### The exercise
Copy the records from the start through the line with "left=149, top=742, right=435, bottom=1003", requests included, and add 136 to every bounding box coordinate in the answers.
━━ Extracted data
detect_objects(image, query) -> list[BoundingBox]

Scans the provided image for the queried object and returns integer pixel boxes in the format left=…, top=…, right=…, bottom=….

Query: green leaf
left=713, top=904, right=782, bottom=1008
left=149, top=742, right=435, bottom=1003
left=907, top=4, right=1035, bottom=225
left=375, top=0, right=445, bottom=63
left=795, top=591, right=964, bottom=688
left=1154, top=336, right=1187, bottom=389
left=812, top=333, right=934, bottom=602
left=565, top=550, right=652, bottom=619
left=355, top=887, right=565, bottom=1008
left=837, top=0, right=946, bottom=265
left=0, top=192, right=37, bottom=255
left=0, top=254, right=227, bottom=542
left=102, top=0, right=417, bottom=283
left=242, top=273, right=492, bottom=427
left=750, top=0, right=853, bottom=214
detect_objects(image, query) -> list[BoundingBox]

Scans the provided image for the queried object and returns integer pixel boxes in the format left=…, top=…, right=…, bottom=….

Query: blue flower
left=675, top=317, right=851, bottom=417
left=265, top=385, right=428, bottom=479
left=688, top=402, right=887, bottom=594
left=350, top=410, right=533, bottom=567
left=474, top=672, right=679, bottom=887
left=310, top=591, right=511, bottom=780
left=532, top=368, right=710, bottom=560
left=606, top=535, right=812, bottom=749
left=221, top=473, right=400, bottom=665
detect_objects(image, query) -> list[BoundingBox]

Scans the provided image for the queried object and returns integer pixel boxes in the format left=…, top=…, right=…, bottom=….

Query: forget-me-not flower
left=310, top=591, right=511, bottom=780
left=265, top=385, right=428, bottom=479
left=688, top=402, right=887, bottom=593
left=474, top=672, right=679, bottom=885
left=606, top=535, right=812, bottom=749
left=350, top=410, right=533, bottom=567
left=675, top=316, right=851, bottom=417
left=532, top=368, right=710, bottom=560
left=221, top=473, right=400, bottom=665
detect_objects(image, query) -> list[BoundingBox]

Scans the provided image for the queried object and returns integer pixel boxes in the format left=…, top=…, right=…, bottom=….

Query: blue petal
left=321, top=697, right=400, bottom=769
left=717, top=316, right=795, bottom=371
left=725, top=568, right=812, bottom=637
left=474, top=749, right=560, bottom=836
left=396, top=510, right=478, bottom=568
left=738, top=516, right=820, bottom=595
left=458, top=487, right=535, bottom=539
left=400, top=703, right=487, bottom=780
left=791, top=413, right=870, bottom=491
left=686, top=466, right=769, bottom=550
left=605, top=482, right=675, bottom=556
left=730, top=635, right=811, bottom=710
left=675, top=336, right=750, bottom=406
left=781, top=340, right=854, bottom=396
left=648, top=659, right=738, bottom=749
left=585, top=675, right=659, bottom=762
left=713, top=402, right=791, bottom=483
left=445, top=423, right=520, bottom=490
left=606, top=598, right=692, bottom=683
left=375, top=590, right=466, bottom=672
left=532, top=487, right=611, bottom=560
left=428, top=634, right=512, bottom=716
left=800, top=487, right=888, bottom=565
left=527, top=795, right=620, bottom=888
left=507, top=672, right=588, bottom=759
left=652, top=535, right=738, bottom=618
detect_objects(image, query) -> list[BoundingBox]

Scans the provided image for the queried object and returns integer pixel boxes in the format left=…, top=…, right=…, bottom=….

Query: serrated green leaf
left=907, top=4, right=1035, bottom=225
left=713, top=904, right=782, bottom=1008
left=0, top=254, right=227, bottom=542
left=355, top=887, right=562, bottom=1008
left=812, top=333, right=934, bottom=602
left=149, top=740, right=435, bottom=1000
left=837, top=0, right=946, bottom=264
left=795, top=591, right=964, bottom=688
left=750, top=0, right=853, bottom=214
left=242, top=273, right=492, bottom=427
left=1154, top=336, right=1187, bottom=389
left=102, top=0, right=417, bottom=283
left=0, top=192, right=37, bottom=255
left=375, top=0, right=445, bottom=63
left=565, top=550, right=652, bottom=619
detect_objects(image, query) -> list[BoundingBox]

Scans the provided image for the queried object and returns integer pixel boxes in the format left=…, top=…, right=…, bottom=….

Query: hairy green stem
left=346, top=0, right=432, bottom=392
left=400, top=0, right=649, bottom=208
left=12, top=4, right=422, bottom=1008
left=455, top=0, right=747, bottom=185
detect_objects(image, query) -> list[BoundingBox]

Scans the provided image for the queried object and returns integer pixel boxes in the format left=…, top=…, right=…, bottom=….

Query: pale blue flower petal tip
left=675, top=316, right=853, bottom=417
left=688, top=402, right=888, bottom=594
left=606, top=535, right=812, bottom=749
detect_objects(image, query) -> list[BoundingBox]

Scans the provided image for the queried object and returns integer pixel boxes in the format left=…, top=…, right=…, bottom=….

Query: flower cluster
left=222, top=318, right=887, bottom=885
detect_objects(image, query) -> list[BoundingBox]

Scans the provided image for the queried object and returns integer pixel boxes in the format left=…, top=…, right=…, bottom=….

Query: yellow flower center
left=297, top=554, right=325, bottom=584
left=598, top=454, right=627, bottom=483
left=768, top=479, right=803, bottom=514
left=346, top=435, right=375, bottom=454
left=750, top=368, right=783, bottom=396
━━━━
### The result
detect_objects(image, query) -> list[BoundingBox]

Scans the provided image for the queried object and returns integer pixel boxes in the format left=…, top=…, right=…, bottom=….

Query: green leaf
left=849, top=1040, right=918, bottom=1144
left=285, top=878, right=571, bottom=1139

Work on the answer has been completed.